> [WHAT TO WORK ON]
Print all the entries verbatim.

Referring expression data
········
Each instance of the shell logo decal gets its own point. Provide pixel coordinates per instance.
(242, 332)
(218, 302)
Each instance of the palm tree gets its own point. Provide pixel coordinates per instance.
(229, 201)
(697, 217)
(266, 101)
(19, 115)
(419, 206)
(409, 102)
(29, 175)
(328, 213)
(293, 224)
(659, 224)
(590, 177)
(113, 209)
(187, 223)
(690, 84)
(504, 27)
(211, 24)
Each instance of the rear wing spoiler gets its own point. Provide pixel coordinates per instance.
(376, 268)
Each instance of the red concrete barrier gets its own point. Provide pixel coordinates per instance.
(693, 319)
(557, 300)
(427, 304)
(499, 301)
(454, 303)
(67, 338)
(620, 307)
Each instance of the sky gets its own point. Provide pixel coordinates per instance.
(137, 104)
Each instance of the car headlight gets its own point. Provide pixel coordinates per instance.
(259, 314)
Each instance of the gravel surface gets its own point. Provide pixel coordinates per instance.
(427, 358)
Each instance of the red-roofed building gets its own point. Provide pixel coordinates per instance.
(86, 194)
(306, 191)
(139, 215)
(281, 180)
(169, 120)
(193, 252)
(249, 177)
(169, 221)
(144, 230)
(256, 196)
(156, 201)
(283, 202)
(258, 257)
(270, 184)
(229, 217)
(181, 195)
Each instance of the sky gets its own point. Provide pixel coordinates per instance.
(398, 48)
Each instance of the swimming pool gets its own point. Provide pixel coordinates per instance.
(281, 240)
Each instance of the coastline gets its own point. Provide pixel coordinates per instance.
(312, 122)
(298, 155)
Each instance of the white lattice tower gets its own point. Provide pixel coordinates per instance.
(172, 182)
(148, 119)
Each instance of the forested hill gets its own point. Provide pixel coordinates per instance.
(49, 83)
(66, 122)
········
> [TASK ANSWER]
Each instance of the shell logo decal gets its own point. Provide pixel coordinates per instance.
(242, 332)
(218, 302)
Each instance of the palm tree gets its own point. Provide pixel coordinates per instance.
(229, 201)
(697, 217)
(266, 101)
(19, 115)
(419, 206)
(409, 102)
(29, 175)
(328, 213)
(293, 224)
(659, 224)
(590, 177)
(113, 209)
(187, 223)
(690, 84)
(504, 27)
(211, 24)
Each instance of the rear wing spoiler gets its own point. Provide pixel coordinates per instance.
(376, 268)
Each instance of the red concrete barrier gets its own point. Provide pixel coordinates per instance.
(693, 319)
(557, 300)
(427, 304)
(499, 301)
(454, 303)
(67, 338)
(620, 307)
Each instance of the sky gets its own point. Provide pixel coordinates per instance.
(137, 104)
Each instance of the car headlight gets its own point. Provide pixel coordinates per instance.
(259, 314)
Each instance of the gravel surface gets its own point. Provide pixel coordinates per instance.
(427, 358)
Each instance of the red-roofed building gets its own point. Provide pixel coordinates per instance.
(86, 194)
(306, 191)
(139, 215)
(281, 180)
(169, 120)
(193, 252)
(249, 177)
(169, 221)
(144, 230)
(256, 196)
(156, 201)
(283, 202)
(258, 257)
(270, 184)
(229, 217)
(181, 195)
Each instance of the sky gets its own point. Provide pixel coordinates per instance.
(398, 48)
Each instance of the swimming pool gets its own point. Provide pixel coordinates per instance.
(281, 240)
Each instance of the coastline gets its own point. Provide pixel coordinates per instance.
(312, 122)
(298, 155)
Each instance of the white lattice tower gets its own point. Provide pixel coordinates per instance.
(172, 182)
(148, 119)
Each instance of the forested hill gets its own point. Provide pixel coordinates per instance.
(49, 83)
(66, 122)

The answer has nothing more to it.